Reproduce the lines below verbatim, leaving out the pictures.

Information provided ▸
>> begin

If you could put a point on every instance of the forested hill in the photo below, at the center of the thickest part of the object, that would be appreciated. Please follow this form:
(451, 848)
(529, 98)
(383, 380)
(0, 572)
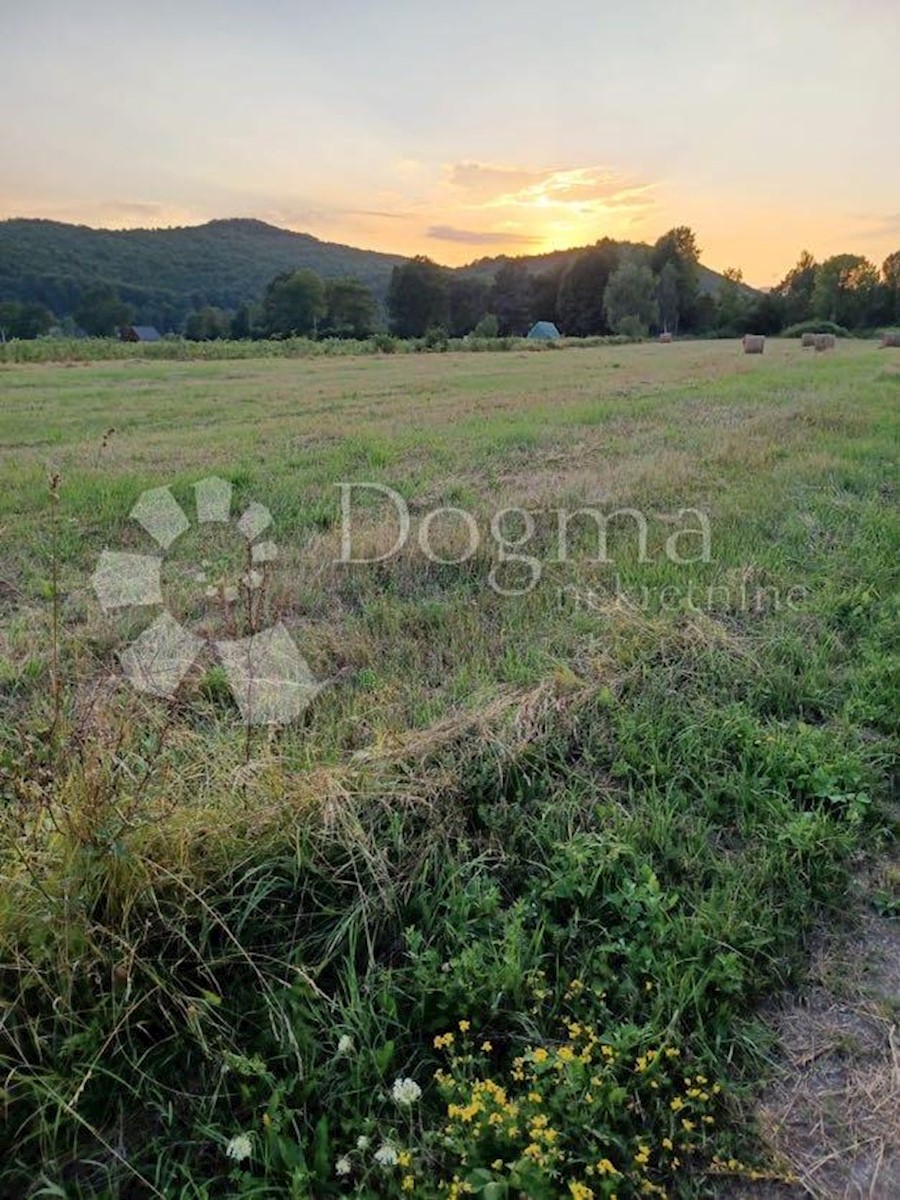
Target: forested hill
(165, 273)
(556, 261)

>> end

Task output ▸
If you could put a point on every instance of the forested hill in the photo below, at the center of the thickest part of the object, that would be appreciated. Please follow this form:
(451, 848)
(529, 98)
(383, 380)
(0, 572)
Target: forested hill
(165, 273)
(556, 261)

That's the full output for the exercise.